_Data lines_.
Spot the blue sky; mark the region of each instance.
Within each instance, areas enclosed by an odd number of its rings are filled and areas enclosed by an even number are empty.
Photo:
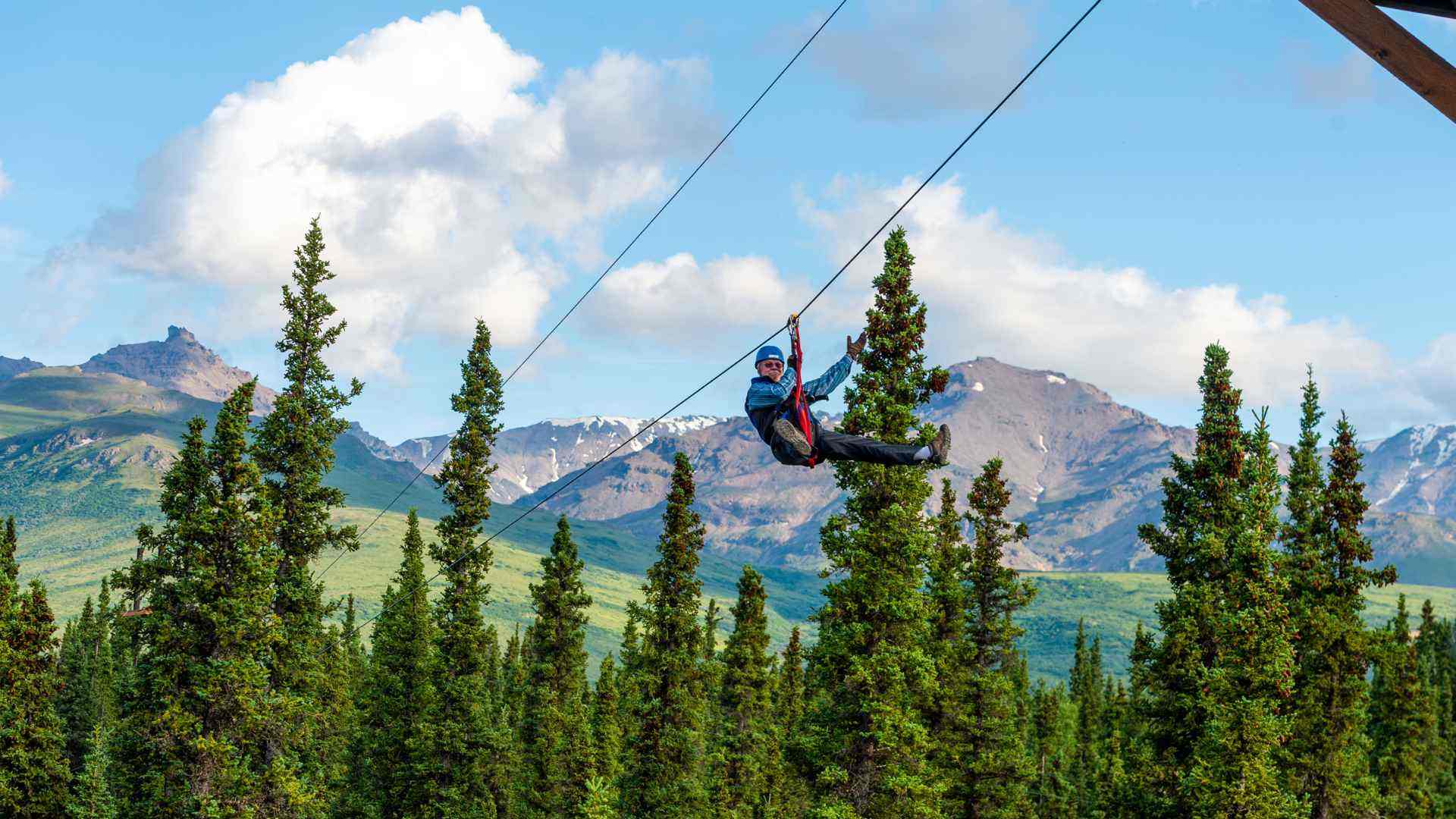
[[[0,354],[79,363],[185,324],[278,383],[269,305],[320,213],[335,364],[368,383],[351,414],[450,428],[473,318],[513,366],[830,7],[7,6]],[[852,0],[511,383],[507,423],[665,410],[1083,7]],[[1456,52],[1456,26],[1396,15]],[[1456,420],[1452,134],[1299,4],[1107,0],[906,214],[929,350],[1190,423],[1219,338],[1284,437],[1306,361],[1367,434]],[[869,273],[807,316],[811,361]],[[735,412],[748,375],[683,411]]]

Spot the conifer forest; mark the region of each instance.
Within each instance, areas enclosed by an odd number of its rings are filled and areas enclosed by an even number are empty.
[[[929,444],[926,361],[904,230],[884,242],[846,433]],[[341,273],[347,275],[347,273]],[[1002,463],[965,497],[933,465],[836,462],[823,600],[770,644],[763,576],[721,609],[697,577],[703,523],[677,455],[658,560],[620,647],[588,667],[591,597],[561,517],[510,634],[492,605],[492,446],[504,408],[476,322],[434,475],[448,514],[411,512],[367,625],[317,561],[358,546],[325,484],[342,412],[325,353],[347,332],[314,219],[282,289],[287,383],[250,417],[245,383],[195,418],[163,478],[165,523],[135,532],[79,618],[23,586],[0,541],[0,816],[16,819],[1434,819],[1456,816],[1456,641],[1430,602],[1369,627],[1369,503],[1351,421],[1303,386],[1281,471],[1267,411],[1210,344],[1197,447],[1172,456],[1137,532],[1172,597],[1128,667],[1079,630],[1069,682],[1032,681],[1005,565],[1028,536]],[[1270,354],[1278,354],[1271,350]],[[438,567],[438,577],[431,574]],[[719,641],[719,624],[728,637]],[[596,665],[596,663],[593,663]]]

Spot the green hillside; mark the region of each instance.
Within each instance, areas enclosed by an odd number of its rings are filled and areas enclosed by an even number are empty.
[[[215,415],[217,404],[115,376],[86,376],[51,367],[0,385],[0,513],[15,514],[20,535],[20,564],[26,577],[39,577],[58,616],[73,616],[96,593],[98,583],[135,554],[134,532],[160,523],[156,509],[159,465],[178,449],[185,421],[194,414]],[[15,410],[13,412],[9,410]],[[415,477],[406,463],[374,458],[352,436],[336,443],[336,465],[328,482],[348,494],[339,519],[367,526]],[[328,571],[331,593],[352,592],[363,616],[379,611],[384,584],[399,565],[405,512],[419,509],[427,528],[443,504],[430,478],[421,478],[374,525],[363,548]],[[521,510],[496,504],[486,529],[494,532]],[[530,583],[550,546],[556,519],[533,513],[492,544],[494,603],[488,615],[502,630],[524,622]],[[607,526],[575,522],[574,532],[587,561],[587,586],[597,600],[588,637],[596,656],[616,648],[626,602],[639,595],[642,574],[657,558],[655,541]],[[322,561],[325,565],[332,555]],[[322,570],[322,565],[320,565]],[[741,565],[705,555],[705,593],[729,597]],[[431,567],[431,573],[434,567]],[[814,574],[767,568],[770,624],[786,640],[789,624],[801,622],[818,605],[821,581]]]
[[[185,420],[211,417],[217,404],[115,376],[84,376],[50,367],[0,385],[0,513],[20,528],[20,561],[28,577],[39,577],[61,618],[114,568],[131,560],[140,523],[157,523],[159,463],[176,452]],[[415,475],[406,463],[374,458],[351,436],[336,444],[338,463],[329,482],[348,493],[339,519],[368,525]],[[405,512],[419,509],[427,535],[443,504],[432,481],[421,478],[364,539],[325,576],[329,593],[354,593],[363,616],[379,611],[384,584],[399,565]],[[498,530],[520,509],[496,504],[488,530]],[[616,650],[626,602],[641,596],[642,574],[657,558],[654,539],[591,522],[572,523],[587,561],[585,583],[596,605],[588,648],[594,657]],[[533,513],[492,544],[492,603],[488,618],[504,631],[526,622],[530,583],[550,546],[555,516]],[[332,561],[328,557],[323,564]],[[322,570],[322,565],[320,565]],[[706,554],[705,595],[732,597],[741,564]],[[430,568],[434,571],[434,567]],[[805,624],[820,605],[824,584],[814,573],[766,567],[770,631],[778,644],[792,624]],[[1156,603],[1169,596],[1162,574],[1029,573],[1040,593],[1021,616],[1031,670],[1063,678],[1072,663],[1077,618],[1102,635],[1108,669],[1125,669],[1139,621],[1156,622]],[[1372,593],[1367,616],[1380,622],[1405,592],[1412,600],[1433,599],[1440,612],[1456,612],[1456,589],[1401,586]],[[1418,605],[1418,603],[1417,603]],[[724,603],[727,608],[727,603]]]

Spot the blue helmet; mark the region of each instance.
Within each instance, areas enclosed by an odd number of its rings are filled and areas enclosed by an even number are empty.
[[[782,361],[782,360],[783,360],[783,350],[779,350],[778,347],[770,344],[767,347],[759,348],[759,356],[753,360],[753,366],[757,367],[761,361]]]

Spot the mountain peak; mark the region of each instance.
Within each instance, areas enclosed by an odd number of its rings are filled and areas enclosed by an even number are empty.
[[[185,326],[167,326],[166,341],[118,344],[92,356],[82,364],[83,373],[112,373],[137,379],[151,386],[175,389],[205,401],[224,401],[239,385],[253,375],[233,367],[221,356],[204,347]],[[272,411],[278,393],[259,385],[253,392],[253,412]]]
[[[25,356],[20,356],[19,358],[6,358],[4,356],[0,356],[0,380],[13,379],[15,376],[38,370],[44,366],[45,364],[32,361]]]

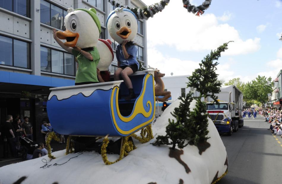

_The exercise_. Starting at the row that contains "Spot the blue helmet;" and ending at the last row, give those rows as a two-column CSV with the columns request and polygons: one line per row with its text and its answer, each in a single quoted field with line breaks replaced by spaces. Leave the pictures out of the CSV.

_Finished task_.
request,polygons
"Spot the blue helmet; mark the region of each instance. Within each instance, areas enclosed by an odd number of its rings are filled and areas enclosed by an even number are empty.","[[[782,361],[782,360],[783,360],[783,350],[779,350],[778,347],[770,344],[767,347],[759,348],[759,356],[753,360],[753,366],[757,367],[761,361]]]"
"Spot the mountain peak; mark the region of each instance. Within each instance, areas enclosed by an odd number of its rings are filled and areas enclosed by an even number are empty.","[[[185,326],[167,326],[166,341],[118,344],[92,356],[82,364],[83,373],[112,373],[137,379],[151,386],[175,389],[205,401],[224,401],[239,385],[253,375],[233,367],[221,356],[204,347]],[[272,411],[278,393],[259,385],[253,392],[253,412]]] [[[25,356],[20,356],[19,358],[6,358],[4,356],[0,356],[0,380],[13,379],[15,376],[38,370],[44,366],[45,364],[32,361]]]"